EXERCISE:
Among the records, which lines hold the word "knife"? Pick them out.

---- RECORDS FOR THIS EXERCISE

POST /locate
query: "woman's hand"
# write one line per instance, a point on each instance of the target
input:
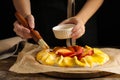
(21, 31)
(78, 30)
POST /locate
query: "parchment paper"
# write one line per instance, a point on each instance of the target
(26, 63)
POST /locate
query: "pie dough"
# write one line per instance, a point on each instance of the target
(51, 58)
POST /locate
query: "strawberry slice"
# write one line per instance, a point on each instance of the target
(78, 51)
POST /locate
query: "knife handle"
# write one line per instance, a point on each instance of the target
(35, 35)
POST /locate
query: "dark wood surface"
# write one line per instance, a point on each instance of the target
(5, 74)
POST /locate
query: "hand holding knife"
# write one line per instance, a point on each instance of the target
(35, 35)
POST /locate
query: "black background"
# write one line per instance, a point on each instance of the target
(108, 22)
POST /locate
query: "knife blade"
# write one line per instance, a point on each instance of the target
(34, 33)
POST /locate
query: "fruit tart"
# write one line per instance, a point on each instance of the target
(73, 56)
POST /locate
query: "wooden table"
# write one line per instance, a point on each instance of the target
(7, 75)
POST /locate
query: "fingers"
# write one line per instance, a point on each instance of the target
(78, 31)
(21, 31)
(30, 20)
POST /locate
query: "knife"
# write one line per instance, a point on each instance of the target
(35, 35)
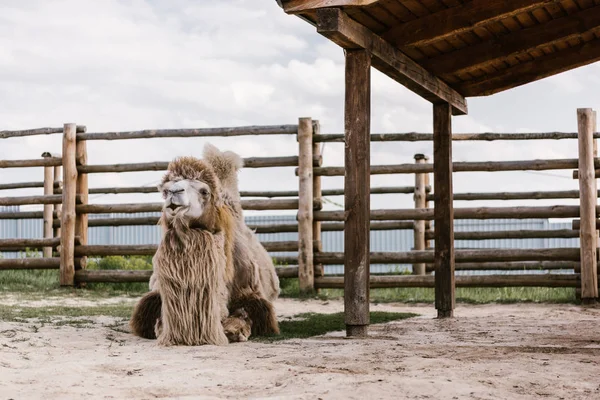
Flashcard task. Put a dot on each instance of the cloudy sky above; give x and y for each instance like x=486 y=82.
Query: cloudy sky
x=116 y=65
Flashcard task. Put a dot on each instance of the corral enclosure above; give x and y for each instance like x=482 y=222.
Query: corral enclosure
x=68 y=215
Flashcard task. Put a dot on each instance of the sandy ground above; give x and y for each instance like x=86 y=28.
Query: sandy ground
x=486 y=352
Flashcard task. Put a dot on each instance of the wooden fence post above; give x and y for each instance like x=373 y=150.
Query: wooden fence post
x=68 y=215
x=81 y=224
x=48 y=218
x=317 y=194
x=305 y=206
x=420 y=198
x=57 y=188
x=357 y=190
x=587 y=205
x=443 y=210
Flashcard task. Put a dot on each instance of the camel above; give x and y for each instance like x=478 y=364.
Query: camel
x=203 y=195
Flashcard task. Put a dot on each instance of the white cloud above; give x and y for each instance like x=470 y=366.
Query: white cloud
x=115 y=65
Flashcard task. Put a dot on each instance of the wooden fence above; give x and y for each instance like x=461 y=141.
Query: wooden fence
x=66 y=209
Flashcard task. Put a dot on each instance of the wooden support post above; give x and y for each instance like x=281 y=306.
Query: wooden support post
x=306 y=274
x=587 y=203
x=443 y=210
x=68 y=215
x=420 y=198
x=81 y=224
x=357 y=118
x=317 y=194
x=48 y=208
x=57 y=207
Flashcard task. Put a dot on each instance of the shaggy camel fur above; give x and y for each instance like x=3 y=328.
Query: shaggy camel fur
x=209 y=191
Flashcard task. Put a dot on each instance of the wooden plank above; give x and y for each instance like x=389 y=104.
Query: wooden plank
x=349 y=34
x=29 y=263
x=520 y=212
x=33 y=243
x=21 y=185
x=536 y=69
x=127 y=276
x=57 y=190
x=357 y=117
x=420 y=199
x=42 y=162
x=443 y=211
x=68 y=214
x=48 y=208
x=305 y=206
x=183 y=133
x=466 y=166
x=485 y=136
x=461 y=255
x=81 y=222
x=299 y=6
x=394 y=281
x=35 y=132
x=587 y=204
x=520 y=234
x=317 y=193
x=519 y=42
x=455 y=20
x=250 y=162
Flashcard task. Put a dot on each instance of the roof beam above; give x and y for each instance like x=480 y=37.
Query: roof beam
x=534 y=70
x=335 y=25
x=298 y=6
x=458 y=19
x=472 y=57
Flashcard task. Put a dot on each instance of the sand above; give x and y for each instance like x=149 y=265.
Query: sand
x=519 y=351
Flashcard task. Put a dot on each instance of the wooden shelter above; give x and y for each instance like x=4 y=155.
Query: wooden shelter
x=444 y=51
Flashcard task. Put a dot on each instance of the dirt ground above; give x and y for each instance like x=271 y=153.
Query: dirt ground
x=486 y=352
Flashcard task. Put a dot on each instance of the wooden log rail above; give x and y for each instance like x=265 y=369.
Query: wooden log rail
x=37 y=131
x=576 y=174
x=26 y=200
x=150 y=249
x=33 y=263
x=520 y=234
x=576 y=224
x=428 y=281
x=21 y=185
x=31 y=243
x=468 y=166
x=462 y=255
x=513 y=266
x=143 y=276
x=41 y=162
x=277 y=204
x=250 y=162
x=458 y=137
x=25 y=214
x=563 y=194
x=464 y=213
x=183 y=133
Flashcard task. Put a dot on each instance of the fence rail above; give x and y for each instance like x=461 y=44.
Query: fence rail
x=67 y=207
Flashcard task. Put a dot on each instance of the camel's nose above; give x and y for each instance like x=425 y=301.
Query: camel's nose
x=173 y=206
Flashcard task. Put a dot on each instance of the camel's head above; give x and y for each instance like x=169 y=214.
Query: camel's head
x=191 y=192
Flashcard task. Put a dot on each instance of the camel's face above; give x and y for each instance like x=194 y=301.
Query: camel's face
x=185 y=198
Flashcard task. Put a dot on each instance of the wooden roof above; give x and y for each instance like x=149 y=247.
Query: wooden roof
x=475 y=47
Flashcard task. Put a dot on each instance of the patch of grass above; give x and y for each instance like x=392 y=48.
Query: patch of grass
x=311 y=324
x=468 y=295
x=290 y=289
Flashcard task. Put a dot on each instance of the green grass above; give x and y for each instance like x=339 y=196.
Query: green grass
x=37 y=283
x=310 y=324
x=16 y=313
x=290 y=289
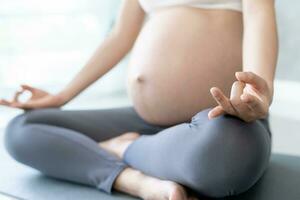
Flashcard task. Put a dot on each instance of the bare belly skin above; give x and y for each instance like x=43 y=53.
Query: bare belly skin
x=179 y=55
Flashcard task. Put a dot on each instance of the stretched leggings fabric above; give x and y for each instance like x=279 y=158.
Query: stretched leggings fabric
x=217 y=158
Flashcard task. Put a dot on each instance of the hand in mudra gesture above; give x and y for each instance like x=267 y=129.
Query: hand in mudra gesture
x=39 y=99
x=249 y=99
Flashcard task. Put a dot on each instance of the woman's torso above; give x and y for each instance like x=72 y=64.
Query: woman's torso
x=179 y=55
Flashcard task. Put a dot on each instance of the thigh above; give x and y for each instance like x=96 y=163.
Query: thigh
x=215 y=157
x=98 y=124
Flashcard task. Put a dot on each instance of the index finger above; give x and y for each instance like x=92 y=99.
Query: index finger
x=251 y=78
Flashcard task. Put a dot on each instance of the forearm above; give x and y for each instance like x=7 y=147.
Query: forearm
x=110 y=52
x=260 y=45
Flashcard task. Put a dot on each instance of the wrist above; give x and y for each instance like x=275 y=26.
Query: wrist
x=62 y=98
x=270 y=85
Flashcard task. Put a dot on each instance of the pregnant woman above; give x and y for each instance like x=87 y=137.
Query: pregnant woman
x=201 y=82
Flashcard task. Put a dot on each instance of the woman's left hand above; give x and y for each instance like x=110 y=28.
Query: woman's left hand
x=249 y=99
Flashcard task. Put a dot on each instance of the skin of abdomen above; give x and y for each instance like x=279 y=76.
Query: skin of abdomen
x=180 y=53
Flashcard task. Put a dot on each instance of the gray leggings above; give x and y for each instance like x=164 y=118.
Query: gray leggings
x=217 y=158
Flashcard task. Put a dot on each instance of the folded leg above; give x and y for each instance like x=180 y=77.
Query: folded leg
x=64 y=144
x=217 y=158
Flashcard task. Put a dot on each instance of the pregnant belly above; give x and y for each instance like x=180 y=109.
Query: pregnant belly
x=179 y=55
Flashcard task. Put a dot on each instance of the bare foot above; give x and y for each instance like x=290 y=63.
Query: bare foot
x=138 y=184
x=118 y=145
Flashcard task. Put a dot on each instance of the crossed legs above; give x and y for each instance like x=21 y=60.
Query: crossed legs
x=217 y=158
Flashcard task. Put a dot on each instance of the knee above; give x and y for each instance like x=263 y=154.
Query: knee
x=17 y=138
x=228 y=158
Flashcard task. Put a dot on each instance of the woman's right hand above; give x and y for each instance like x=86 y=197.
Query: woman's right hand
x=39 y=99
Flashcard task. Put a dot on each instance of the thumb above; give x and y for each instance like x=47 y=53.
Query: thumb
x=27 y=87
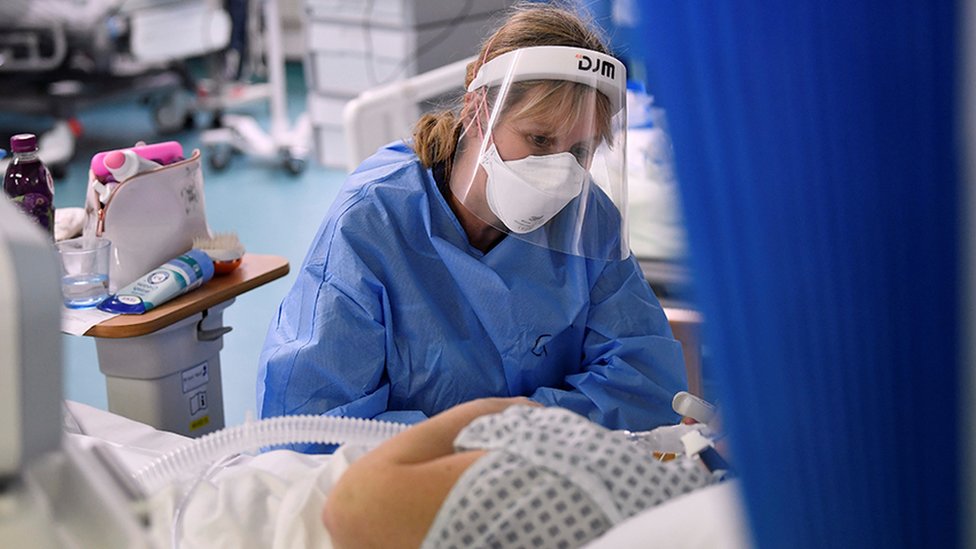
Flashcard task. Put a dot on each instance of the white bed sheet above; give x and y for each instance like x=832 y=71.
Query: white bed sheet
x=274 y=500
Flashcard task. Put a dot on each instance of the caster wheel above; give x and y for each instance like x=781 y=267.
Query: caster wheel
x=173 y=114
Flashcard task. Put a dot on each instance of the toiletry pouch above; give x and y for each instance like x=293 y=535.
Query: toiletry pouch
x=150 y=218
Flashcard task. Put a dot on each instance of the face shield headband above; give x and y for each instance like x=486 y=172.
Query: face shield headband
x=565 y=197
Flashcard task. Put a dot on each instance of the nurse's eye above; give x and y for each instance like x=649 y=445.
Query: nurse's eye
x=541 y=141
x=582 y=153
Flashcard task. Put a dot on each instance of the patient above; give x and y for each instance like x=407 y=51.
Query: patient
x=500 y=472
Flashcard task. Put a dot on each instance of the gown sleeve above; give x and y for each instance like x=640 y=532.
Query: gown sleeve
x=631 y=366
x=325 y=352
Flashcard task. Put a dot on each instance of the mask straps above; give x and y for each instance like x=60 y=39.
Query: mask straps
x=484 y=95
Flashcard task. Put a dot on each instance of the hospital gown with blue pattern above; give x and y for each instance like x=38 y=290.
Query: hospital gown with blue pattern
x=394 y=315
x=551 y=479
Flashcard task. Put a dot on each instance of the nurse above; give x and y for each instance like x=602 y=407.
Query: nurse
x=486 y=257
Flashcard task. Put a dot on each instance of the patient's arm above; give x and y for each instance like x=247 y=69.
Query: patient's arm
x=389 y=497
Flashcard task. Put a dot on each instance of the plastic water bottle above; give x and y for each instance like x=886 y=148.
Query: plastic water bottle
x=28 y=182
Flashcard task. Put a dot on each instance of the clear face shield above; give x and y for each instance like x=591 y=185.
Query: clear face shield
x=542 y=155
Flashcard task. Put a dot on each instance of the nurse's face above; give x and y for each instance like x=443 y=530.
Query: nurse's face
x=539 y=130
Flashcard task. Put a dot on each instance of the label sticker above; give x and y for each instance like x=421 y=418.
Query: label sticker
x=195 y=377
x=197 y=423
x=198 y=403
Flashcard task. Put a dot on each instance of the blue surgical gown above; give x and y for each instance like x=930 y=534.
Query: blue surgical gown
x=394 y=315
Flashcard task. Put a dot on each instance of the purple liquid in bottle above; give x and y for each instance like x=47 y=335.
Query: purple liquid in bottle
x=28 y=182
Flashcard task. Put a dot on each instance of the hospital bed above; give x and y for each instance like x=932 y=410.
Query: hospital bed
x=58 y=56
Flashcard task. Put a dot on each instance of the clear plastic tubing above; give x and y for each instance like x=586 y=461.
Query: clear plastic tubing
x=188 y=461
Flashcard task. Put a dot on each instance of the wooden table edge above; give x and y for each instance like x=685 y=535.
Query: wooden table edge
x=186 y=305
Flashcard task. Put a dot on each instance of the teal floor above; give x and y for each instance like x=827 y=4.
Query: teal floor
x=272 y=212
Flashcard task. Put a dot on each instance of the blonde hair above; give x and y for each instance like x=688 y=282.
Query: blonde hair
x=435 y=136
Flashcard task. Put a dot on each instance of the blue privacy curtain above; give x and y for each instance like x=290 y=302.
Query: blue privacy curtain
x=817 y=165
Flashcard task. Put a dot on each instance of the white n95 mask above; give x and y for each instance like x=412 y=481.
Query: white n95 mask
x=526 y=193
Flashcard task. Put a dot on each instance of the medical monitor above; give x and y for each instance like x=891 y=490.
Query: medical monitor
x=30 y=342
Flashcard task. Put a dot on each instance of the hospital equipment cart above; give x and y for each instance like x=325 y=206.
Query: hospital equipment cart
x=163 y=367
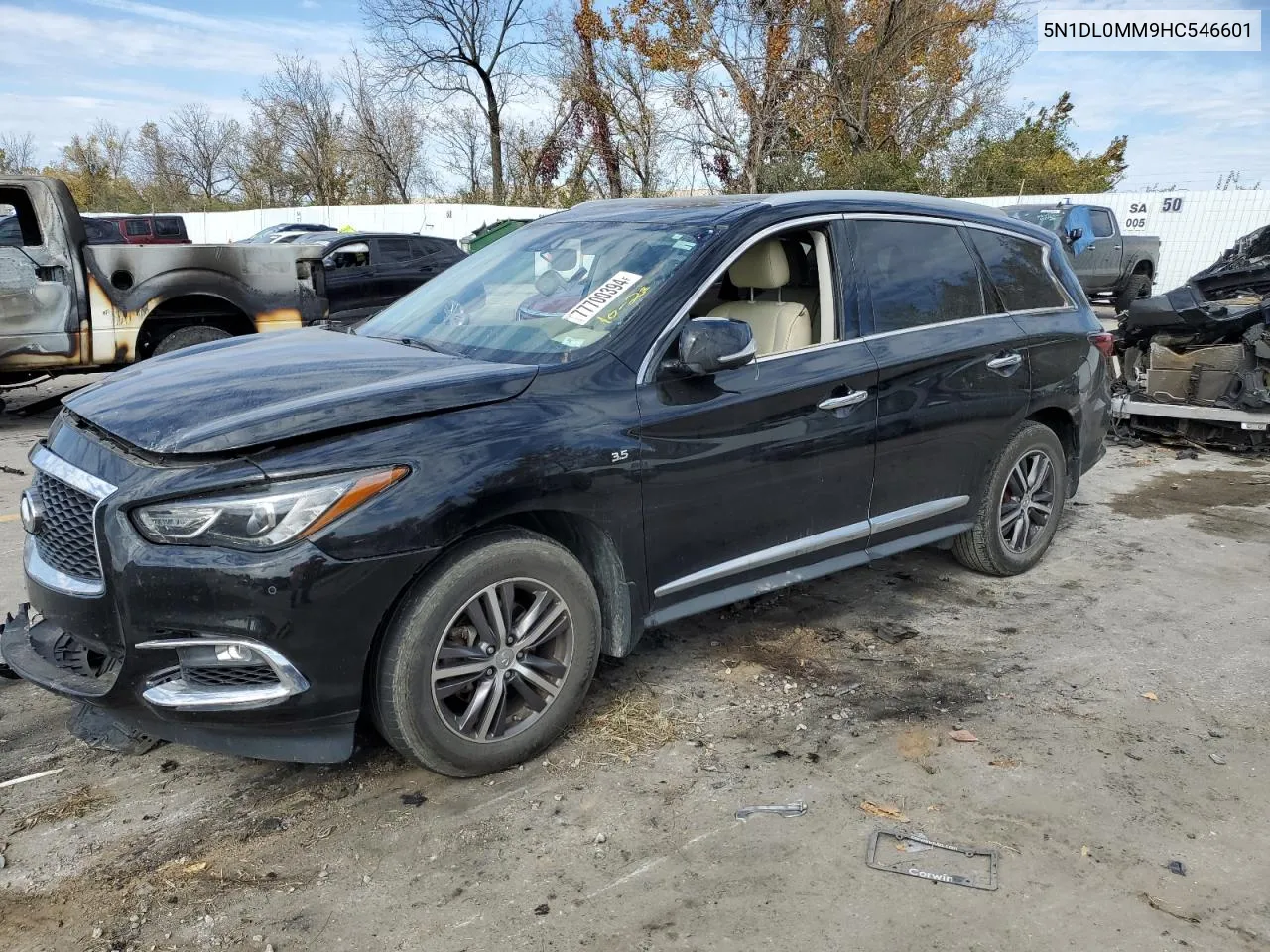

--------

TASK RESULT:
query: "knife handle"
query: "hand holding knife"
query: "knife blade"
query: "knife"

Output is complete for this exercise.